• [TASK OBJECTIVE]: Quote the listing below in its entirety.

• [DATA SHOWN]:
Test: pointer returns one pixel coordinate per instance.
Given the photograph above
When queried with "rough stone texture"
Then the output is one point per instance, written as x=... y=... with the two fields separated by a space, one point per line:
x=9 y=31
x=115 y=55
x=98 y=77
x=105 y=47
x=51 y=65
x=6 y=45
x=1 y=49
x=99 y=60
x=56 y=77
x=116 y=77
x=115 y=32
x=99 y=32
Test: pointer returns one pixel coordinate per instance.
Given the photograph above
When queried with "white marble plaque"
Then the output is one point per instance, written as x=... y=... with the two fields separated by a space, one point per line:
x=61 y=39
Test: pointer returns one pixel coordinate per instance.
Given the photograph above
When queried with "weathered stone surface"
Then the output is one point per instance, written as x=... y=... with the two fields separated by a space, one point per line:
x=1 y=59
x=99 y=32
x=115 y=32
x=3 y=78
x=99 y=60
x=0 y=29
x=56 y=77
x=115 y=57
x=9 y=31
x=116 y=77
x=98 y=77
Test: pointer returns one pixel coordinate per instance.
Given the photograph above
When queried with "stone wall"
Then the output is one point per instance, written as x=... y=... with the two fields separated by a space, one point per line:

• [RESPONSE TO THIS TASK]:
Test: pointer returns one pixel coordinate per instance.
Given the photograph above
When queried with "rough stone texture"
Then the output is one point per instance, written as x=... y=... with the two fields separated by a space, one point per line:
x=9 y=31
x=115 y=55
x=98 y=77
x=105 y=47
x=51 y=65
x=6 y=45
x=1 y=49
x=99 y=60
x=56 y=77
x=116 y=77
x=115 y=32
x=99 y=32
Test: pointer returns one pixel coordinate per instance.
Given the photograph above
When queried with "white marble plaque"
Then the output is one point per instance, written as x=... y=... with the two fields separated by a space, one point per line:
x=61 y=39
Test: pointer returns one pixel coordinate per instance.
Given the photograph above
When queried with "weathered stone surface"
Then the output is one point per instance, written as x=... y=... with the two fields separated by a space, one point per line:
x=1 y=59
x=99 y=32
x=115 y=32
x=3 y=78
x=99 y=60
x=0 y=29
x=56 y=77
x=115 y=57
x=9 y=31
x=116 y=77
x=98 y=77
Test: pointer returns one pixel coordinate per instance.
Given the photograph above
When queried with "stone wall"
Then the output is one point per instance, written as x=... y=... with the two fields separated by a space, one point per line:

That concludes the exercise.